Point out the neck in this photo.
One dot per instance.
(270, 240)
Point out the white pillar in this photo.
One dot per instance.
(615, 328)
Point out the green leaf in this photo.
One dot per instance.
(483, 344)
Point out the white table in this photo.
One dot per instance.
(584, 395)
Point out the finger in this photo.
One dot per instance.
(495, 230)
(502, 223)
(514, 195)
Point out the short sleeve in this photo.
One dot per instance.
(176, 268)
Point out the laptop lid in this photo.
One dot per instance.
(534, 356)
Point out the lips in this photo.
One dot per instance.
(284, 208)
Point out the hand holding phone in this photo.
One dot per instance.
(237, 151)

● ● ● ● ● ● ●

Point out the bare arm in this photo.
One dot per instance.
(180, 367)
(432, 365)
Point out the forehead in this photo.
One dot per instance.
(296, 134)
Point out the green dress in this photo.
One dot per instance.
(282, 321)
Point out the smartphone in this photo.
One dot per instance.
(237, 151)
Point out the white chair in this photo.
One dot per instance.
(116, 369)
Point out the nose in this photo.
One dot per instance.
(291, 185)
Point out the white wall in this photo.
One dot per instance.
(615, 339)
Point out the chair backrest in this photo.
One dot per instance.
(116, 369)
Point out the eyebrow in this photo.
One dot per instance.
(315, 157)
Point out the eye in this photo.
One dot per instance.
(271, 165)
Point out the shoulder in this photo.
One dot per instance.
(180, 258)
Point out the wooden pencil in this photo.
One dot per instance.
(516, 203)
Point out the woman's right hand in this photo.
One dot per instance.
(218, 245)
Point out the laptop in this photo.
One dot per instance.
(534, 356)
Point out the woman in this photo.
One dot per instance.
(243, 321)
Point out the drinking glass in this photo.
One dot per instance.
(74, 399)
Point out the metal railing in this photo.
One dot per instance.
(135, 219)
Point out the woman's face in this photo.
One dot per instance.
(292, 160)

● ● ● ● ● ● ●

= PROBLEM =
Identify each line in the rows above that contains the word "hand", and copy those lines.

= IN RESPONSE =
Point out the hand holding phone in this photo.
Point out the woman's right hand in this photo.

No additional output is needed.